▶ [SHORT TASK 1]: In the court judgment excerpt, to which corporation were the Wingold shares transferred in December 1960?

▶ [SOURCE]:
"""
Statutes and Regulations Cited

 

Income and Corporation Taxes Act 1970, 1970 (U.K.), c. 10, s. 302(2)(a), (b), (c).

 

Income Tax Act, R.S.C. 1952, c. 148, s. 39(4)(a), (b) as amended by 1960 (Can.), c. 43, s. 11(1).

 

 

                   APPEAL from a judgment of the Federal Court of Appeal, [1984] 1 F.C. 402, [1983] CTC 27, 83 DTC 5055, dismissing an appeal from a judgment of the Federal Court Trial Division allowing an appeal from a decision of the Tax Review Board allowing in part appeals of the Minister's assessments. Appeal allowed, McIntyre, Lamer and Wilson JJ. dissenting.

 

                   Ian MacGregor and Harry Erlichman, for the appellant.

 

                   Wolfe D. Goodman, Q.C., and Joanne E. Swystun, for the respondent.

 

                   The judgment of Beetz, Estey, Chouinard and La Forest JJ. was delivered by

 

1.                Estey J.‑‑Once again the meaning of "control" in determining the tax status of a corporation under the Income Tax Act raises its head in this Court. Section 39(4)(a) of the Income Tax Act, R.S.C. 1952, c. 148, as amended by 1960 (Can.), c. 43, s. 11(1), provides:

 

                   39. ...

 

                   (4) . . . one corporation is associated with another . . . if . . .

 

                   (a) one of the corporations controlled the other,

 

The issue is simply, what is the applicable rate of taxation of the respondent? This in turn calls for a determination as to whether the respondent is associated with another company (Validor Limited) during any of the taxation years in question.

 

2.                Immediately prior to the December 1960 reorganization discussed below, the respondent had in its charter but one class of shares and these shares were issued and outstanding as follows:

 

The Wingold family group:                                                                    90 shares 

Meyer Gasner:               10 shares 

 

Gasner was unrelated by blood or marriage to the Wingold family. He was a friend and business associate of one member of that family. The 100 shares then outstanding were issued from treasury for the consideration of $1,000 in total.

 

3.                In December 1960, the respondent received by way of supplementary letters patent an increase in authorized capital by the creation of 10,000 voting, non‑participating, cumulative preference shares with a par value of $1 each. Eighty (80) of the newly authorized preference shares of the respondent were issued from treasury to Gasner and his wife for a total consideration of $80. Also in December 1960 the Wingold shares (then being 90 common shares of the respondent) were transferred to Validor Limited, a corporation owned and controlled by the Wingold family. As a result of these transfers and issuances, the shareholdings of the respondent at the end of 1960 were as follows:

 

Validor (the Wingold family):                                                                 90 common 

(one vote per share)                                                                              shares 

 

Meyer Gasner:                                                                                      10 common 

(one vote per share)                                                                              shares 

 

Mr. and Mrs. Gasner:                                                                           80 preference 

(one vote per share)                                                                              shares 

 

In the result, the Wingold group held common shares according them 90 votes, and the Gasners held 10 common shares and 80 preference shares according them, in all, 90 votes.
"""
▶ [DATA PROVIDED]:
"""
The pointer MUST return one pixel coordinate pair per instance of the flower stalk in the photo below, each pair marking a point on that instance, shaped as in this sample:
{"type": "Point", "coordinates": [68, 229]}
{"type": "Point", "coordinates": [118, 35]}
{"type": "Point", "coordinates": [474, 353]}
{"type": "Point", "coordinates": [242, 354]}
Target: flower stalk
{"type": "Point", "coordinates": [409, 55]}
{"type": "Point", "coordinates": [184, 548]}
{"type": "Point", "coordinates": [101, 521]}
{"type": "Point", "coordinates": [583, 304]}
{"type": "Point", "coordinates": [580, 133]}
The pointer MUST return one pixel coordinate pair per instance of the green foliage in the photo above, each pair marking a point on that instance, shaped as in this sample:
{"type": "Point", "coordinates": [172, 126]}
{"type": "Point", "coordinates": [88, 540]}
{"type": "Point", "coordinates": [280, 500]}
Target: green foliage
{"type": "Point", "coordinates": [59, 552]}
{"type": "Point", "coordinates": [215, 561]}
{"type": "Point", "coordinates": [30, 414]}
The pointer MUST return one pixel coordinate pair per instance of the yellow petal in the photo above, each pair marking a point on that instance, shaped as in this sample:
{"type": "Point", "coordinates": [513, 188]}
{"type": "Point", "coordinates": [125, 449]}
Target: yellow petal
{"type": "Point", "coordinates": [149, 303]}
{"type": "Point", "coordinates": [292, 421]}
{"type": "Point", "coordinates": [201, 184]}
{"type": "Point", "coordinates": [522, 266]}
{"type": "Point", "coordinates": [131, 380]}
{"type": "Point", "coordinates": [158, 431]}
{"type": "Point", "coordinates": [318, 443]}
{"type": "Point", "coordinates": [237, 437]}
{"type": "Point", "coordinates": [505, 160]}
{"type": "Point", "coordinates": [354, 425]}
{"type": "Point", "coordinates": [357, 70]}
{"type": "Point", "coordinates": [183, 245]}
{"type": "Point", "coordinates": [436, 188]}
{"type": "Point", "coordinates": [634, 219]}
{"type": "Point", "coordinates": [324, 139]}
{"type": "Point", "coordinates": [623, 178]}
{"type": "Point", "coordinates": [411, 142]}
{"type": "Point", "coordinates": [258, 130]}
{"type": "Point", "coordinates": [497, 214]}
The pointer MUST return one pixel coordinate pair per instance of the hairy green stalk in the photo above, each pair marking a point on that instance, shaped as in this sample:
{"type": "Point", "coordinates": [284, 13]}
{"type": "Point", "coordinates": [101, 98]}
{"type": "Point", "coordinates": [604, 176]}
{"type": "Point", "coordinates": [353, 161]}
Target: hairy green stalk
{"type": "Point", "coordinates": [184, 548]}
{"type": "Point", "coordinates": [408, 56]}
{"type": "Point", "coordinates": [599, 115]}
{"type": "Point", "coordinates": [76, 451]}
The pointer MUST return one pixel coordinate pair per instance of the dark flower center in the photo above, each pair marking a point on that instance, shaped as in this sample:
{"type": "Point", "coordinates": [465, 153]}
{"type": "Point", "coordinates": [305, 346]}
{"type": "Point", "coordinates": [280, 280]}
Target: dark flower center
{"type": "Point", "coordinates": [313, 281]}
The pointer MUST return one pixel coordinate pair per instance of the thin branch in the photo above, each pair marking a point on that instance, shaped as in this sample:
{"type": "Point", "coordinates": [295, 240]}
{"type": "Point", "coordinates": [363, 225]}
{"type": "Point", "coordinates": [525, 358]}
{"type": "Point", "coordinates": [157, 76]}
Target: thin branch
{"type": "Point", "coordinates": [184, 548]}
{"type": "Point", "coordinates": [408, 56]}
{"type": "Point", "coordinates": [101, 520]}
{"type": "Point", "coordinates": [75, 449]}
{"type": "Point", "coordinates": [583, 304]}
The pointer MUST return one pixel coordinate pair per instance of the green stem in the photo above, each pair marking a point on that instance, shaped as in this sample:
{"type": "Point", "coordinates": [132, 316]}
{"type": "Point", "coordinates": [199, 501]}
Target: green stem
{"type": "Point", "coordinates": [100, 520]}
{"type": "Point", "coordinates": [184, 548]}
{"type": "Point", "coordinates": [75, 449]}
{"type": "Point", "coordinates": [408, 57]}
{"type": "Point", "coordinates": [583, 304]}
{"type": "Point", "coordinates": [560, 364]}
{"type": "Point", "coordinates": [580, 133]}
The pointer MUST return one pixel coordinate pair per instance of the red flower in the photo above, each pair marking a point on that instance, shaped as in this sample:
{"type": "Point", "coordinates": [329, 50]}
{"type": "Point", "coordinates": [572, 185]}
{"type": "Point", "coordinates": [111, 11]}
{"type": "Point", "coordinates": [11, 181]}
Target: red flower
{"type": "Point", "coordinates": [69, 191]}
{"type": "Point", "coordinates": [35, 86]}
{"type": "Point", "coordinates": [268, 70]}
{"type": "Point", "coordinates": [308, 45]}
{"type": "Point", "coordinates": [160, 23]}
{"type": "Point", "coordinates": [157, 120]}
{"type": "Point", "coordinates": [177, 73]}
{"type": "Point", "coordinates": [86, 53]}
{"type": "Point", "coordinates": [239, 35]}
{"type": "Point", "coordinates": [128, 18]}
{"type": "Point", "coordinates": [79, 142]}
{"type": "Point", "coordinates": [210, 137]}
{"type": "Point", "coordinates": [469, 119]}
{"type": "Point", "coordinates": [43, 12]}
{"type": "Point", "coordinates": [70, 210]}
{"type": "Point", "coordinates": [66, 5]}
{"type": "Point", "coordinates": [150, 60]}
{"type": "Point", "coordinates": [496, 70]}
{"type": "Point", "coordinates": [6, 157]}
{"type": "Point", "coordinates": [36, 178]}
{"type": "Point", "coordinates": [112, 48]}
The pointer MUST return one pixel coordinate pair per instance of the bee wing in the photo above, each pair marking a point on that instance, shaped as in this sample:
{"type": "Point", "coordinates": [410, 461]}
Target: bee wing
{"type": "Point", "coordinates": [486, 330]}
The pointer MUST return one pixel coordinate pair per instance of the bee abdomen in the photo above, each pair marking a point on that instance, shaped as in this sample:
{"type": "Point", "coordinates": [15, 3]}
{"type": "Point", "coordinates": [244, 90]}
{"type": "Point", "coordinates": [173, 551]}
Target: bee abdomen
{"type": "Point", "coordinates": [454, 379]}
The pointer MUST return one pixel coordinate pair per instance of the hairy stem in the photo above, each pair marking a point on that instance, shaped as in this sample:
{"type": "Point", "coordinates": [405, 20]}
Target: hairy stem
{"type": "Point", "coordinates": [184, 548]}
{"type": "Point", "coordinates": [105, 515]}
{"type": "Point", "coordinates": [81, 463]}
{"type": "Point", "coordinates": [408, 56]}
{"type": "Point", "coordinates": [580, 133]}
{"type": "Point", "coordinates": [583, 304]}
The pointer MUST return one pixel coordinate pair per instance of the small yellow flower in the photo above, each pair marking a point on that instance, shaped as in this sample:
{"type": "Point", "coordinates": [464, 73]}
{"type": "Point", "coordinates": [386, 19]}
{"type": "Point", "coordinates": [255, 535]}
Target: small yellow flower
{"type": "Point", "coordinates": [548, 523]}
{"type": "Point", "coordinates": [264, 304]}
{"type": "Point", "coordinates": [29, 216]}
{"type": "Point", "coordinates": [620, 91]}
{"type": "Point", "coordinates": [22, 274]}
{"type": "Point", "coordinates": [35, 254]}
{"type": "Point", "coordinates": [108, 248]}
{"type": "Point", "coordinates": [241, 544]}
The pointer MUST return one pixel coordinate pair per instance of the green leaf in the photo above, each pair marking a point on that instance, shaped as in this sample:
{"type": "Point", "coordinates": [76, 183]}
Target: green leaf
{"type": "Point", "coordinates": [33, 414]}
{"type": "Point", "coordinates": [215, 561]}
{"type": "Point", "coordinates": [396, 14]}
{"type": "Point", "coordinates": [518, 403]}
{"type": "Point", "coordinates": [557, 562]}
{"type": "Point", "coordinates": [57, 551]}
"""
▶ [SHORT TASK 2]: Return each line of the rows above that contains the string "hairy". The match is case-sensitive.

▶ [WORKED ANSWER 1]: Validor Limited.

▶ [WORKED ANSWER 2]:
The pointer MUST return one pixel coordinate pair per instance of the hairy green stalk in the photo above, each pair marking a point on that instance, shaped as in this sample:
Target: hairy green stalk
The pointer MUST return one pixel coordinate pair per instance of the hairy stem in the photo above, each pair marking a point on that instance, shaped as in this sample:
Target: hairy stem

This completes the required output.